> _Problem requirements_
Give the listing again character for character, but drop the images.

> _Records to use_
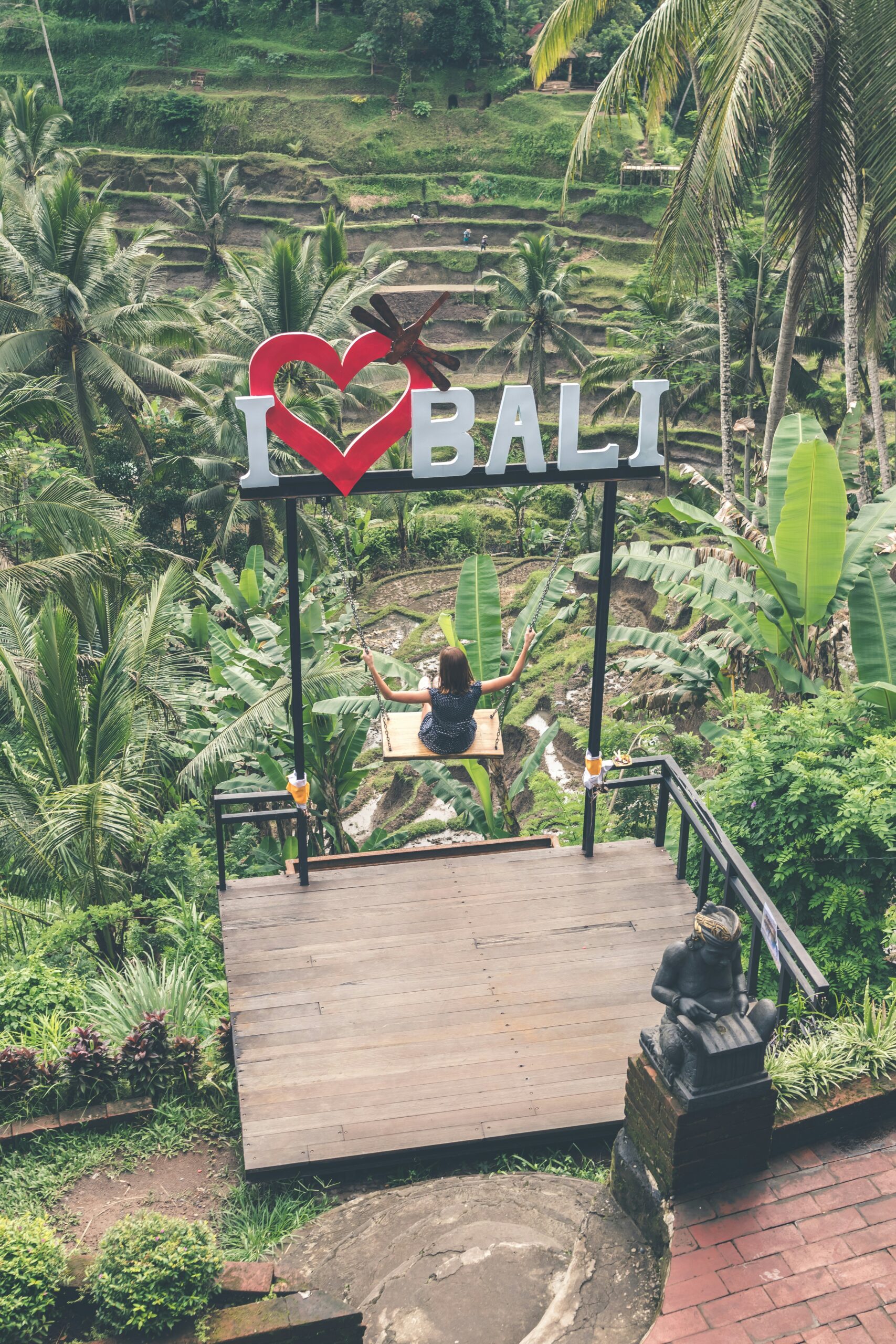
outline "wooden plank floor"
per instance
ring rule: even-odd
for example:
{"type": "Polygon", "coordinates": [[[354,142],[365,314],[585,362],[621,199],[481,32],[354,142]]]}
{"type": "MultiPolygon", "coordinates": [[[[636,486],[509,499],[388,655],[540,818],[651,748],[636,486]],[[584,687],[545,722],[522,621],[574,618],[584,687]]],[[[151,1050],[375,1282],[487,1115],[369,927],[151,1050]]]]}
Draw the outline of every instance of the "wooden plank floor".
{"type": "Polygon", "coordinates": [[[695,905],[650,840],[232,882],[246,1169],[619,1121],[695,905]]]}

> _Answer to this problem_
outline "wooden plank floor"
per instance
ring rule: even-odd
for example:
{"type": "Polygon", "coordinates": [[[354,142],[365,314],[585,362],[621,199],[481,32],[354,142]]]}
{"type": "MultiPolygon", "coordinates": [[[[636,486],[509,499],[388,655],[540,818],[651,748],[636,486]],[[584,687],[545,722],[522,621],[574,618],[584,687]]],[[[151,1050],[375,1282],[487,1115],[369,927],[151,1050]]]]}
Draw the outline of every instance of the "wooden plank floor".
{"type": "Polygon", "coordinates": [[[695,905],[650,840],[232,882],[246,1169],[619,1121],[695,905]]]}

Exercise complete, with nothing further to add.